TASK STATEMENT: Check every line below, and copy those that include "ground".

Images for object localization:

****

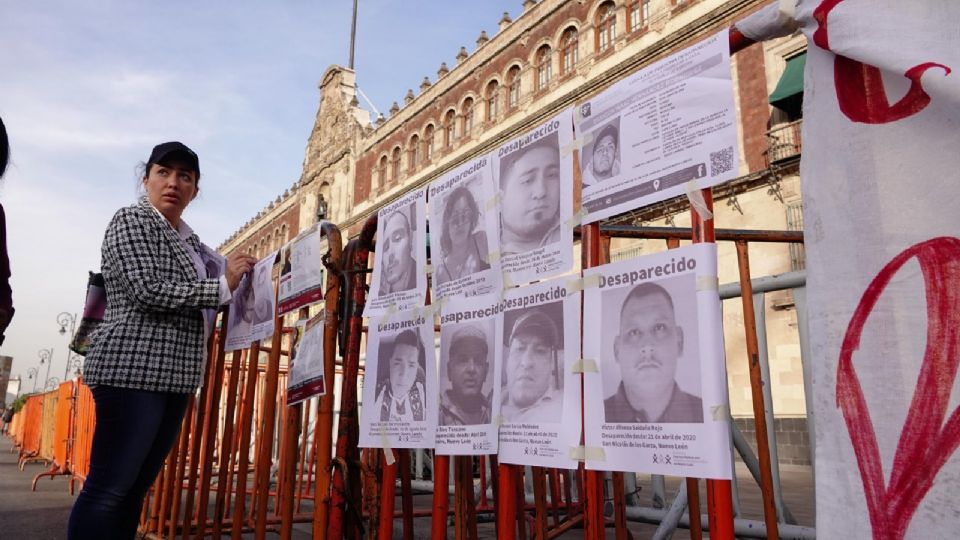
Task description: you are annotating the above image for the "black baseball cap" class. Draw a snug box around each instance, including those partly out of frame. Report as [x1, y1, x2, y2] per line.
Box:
[148, 141, 200, 174]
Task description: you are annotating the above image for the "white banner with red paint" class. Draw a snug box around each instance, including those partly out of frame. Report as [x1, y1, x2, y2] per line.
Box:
[748, 1, 960, 537]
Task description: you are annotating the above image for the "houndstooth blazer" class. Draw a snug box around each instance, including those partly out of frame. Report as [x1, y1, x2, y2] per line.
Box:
[82, 197, 220, 393]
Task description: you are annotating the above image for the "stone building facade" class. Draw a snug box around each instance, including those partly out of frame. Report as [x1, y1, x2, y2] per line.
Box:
[220, 0, 810, 463]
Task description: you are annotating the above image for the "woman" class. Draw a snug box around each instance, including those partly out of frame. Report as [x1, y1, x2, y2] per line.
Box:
[68, 142, 257, 540]
[435, 186, 490, 284]
[0, 116, 13, 345]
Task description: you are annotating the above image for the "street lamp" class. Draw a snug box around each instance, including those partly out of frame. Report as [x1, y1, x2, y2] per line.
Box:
[44, 377, 60, 391]
[67, 351, 84, 379]
[38, 348, 54, 393]
[27, 367, 39, 393]
[57, 312, 77, 380]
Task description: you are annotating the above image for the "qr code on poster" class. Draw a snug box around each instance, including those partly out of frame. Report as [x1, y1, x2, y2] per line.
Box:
[710, 146, 734, 176]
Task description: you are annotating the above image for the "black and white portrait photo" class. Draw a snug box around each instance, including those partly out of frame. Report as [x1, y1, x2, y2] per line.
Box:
[500, 302, 564, 424]
[434, 181, 491, 285]
[439, 321, 494, 426]
[373, 329, 428, 423]
[581, 117, 621, 187]
[602, 274, 703, 424]
[227, 273, 255, 340]
[498, 132, 562, 257]
[251, 260, 275, 326]
[378, 202, 418, 296]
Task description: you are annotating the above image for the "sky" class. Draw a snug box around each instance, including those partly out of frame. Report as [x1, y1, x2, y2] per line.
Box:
[0, 0, 518, 392]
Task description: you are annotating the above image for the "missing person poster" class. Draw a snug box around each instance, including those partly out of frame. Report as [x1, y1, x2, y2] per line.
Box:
[577, 31, 738, 224]
[436, 295, 503, 455]
[498, 278, 580, 470]
[582, 243, 731, 479]
[225, 251, 278, 352]
[277, 223, 327, 315]
[428, 156, 502, 299]
[493, 110, 575, 286]
[364, 188, 428, 318]
[286, 311, 327, 406]
[358, 309, 437, 449]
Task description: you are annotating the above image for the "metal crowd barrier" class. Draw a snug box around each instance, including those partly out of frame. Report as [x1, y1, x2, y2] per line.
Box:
[135, 220, 343, 539]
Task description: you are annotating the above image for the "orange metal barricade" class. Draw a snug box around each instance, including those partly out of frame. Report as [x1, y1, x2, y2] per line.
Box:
[132, 221, 343, 540]
[32, 380, 76, 490]
[18, 394, 45, 469]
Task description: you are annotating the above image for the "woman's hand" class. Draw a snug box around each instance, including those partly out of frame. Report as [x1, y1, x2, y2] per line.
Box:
[224, 253, 258, 291]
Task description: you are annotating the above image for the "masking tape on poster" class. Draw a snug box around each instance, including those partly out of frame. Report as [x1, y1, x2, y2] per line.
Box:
[560, 132, 594, 158]
[569, 446, 606, 462]
[564, 208, 587, 231]
[685, 180, 713, 220]
[710, 404, 730, 422]
[565, 274, 601, 295]
[380, 429, 396, 466]
[424, 263, 433, 275]
[485, 193, 502, 212]
[571, 358, 599, 374]
[377, 304, 399, 325]
[696, 276, 719, 292]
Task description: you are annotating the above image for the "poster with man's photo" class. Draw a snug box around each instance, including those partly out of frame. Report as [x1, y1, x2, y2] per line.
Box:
[582, 243, 731, 479]
[428, 156, 502, 299]
[225, 251, 278, 352]
[497, 278, 580, 470]
[577, 31, 738, 224]
[436, 295, 503, 455]
[358, 309, 438, 449]
[277, 223, 327, 315]
[493, 110, 575, 286]
[364, 188, 428, 317]
[286, 311, 327, 406]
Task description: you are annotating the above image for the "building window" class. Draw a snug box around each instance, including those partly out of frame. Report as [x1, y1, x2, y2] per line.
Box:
[462, 98, 474, 138]
[424, 124, 435, 162]
[377, 155, 388, 189]
[444, 110, 456, 148]
[486, 80, 500, 121]
[561, 27, 579, 75]
[507, 65, 521, 109]
[390, 147, 401, 183]
[630, 0, 650, 32]
[535, 45, 552, 91]
[408, 134, 420, 172]
[596, 2, 616, 53]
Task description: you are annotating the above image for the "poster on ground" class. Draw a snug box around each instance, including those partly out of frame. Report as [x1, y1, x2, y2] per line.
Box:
[436, 295, 503, 455]
[225, 251, 277, 352]
[358, 309, 437, 449]
[278, 223, 327, 315]
[428, 156, 502, 299]
[497, 278, 580, 470]
[577, 31, 738, 224]
[583, 243, 731, 479]
[492, 110, 575, 286]
[286, 311, 327, 406]
[364, 188, 428, 318]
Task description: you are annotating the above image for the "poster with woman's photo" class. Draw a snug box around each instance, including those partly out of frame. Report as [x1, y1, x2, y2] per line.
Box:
[359, 309, 438, 449]
[277, 223, 327, 315]
[286, 311, 327, 406]
[436, 295, 503, 455]
[428, 156, 502, 299]
[582, 243, 731, 479]
[364, 188, 428, 318]
[225, 251, 278, 352]
[498, 277, 580, 470]
[577, 31, 738, 224]
[493, 109, 574, 285]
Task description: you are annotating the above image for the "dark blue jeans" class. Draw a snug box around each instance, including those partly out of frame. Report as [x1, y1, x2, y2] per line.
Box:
[68, 385, 189, 540]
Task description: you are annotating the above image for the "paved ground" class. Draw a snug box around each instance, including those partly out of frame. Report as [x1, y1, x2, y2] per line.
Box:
[1, 435, 814, 538]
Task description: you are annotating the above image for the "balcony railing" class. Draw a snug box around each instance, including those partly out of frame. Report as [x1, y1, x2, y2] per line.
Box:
[764, 119, 802, 167]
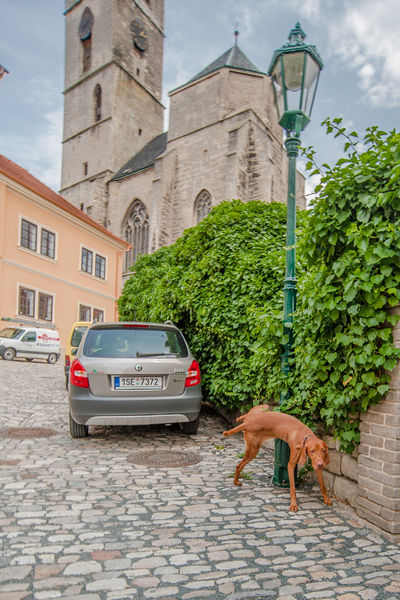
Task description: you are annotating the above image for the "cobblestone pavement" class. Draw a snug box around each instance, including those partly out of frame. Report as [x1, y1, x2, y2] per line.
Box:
[1, 358, 400, 600]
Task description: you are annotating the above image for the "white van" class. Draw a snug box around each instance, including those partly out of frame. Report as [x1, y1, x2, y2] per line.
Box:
[0, 324, 60, 363]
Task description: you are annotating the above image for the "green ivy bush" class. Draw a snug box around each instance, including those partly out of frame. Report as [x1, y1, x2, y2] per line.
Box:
[118, 122, 400, 453]
[285, 121, 400, 452]
[118, 200, 303, 411]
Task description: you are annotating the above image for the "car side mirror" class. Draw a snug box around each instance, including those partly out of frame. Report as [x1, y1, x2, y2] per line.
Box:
[71, 347, 78, 356]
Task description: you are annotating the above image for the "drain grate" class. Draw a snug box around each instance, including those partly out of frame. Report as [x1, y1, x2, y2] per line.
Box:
[1, 427, 58, 439]
[127, 450, 201, 468]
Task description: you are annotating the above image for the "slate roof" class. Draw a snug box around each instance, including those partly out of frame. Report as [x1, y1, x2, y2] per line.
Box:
[112, 45, 263, 181]
[112, 132, 168, 180]
[177, 44, 264, 89]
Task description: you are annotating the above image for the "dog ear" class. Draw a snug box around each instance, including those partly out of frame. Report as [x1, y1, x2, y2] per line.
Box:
[298, 445, 308, 468]
[293, 444, 308, 468]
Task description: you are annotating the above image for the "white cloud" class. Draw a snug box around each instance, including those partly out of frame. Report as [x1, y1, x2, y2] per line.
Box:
[327, 0, 400, 108]
[9, 107, 63, 191]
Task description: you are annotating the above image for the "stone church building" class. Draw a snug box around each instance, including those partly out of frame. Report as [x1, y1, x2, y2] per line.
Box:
[60, 0, 305, 279]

****

TASK OUTPUT:
Task description: you are annotating the above image for the "poster on ground" class. Draw a snug box around each instance, including those partly out of frame. Report as [x1, y1, x2, y2] per line.
Task description: you are annotating the above image for the "paved ground" class. Draw a snug box around each instance, including those partly out of frame. Report as [x1, y1, x2, y2] per line.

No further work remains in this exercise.